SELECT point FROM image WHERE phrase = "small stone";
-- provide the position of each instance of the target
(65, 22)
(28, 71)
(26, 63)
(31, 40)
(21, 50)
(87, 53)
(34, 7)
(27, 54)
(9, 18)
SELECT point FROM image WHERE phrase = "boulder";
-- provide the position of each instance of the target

• • • •

Given task -
Copy the records above again, swapping each "position" for "location" and changing nothing else.

Exercise response -
SELECT point FROM image WHERE phrase = "small stone";
-- provide the location of each instance of the target
(65, 22)
(28, 71)
(26, 63)
(31, 40)
(21, 50)
(87, 53)
(34, 7)
(27, 54)
(9, 18)
SELECT point FROM image WHERE phrase = "boulder";
-- provide the location of each instance of the target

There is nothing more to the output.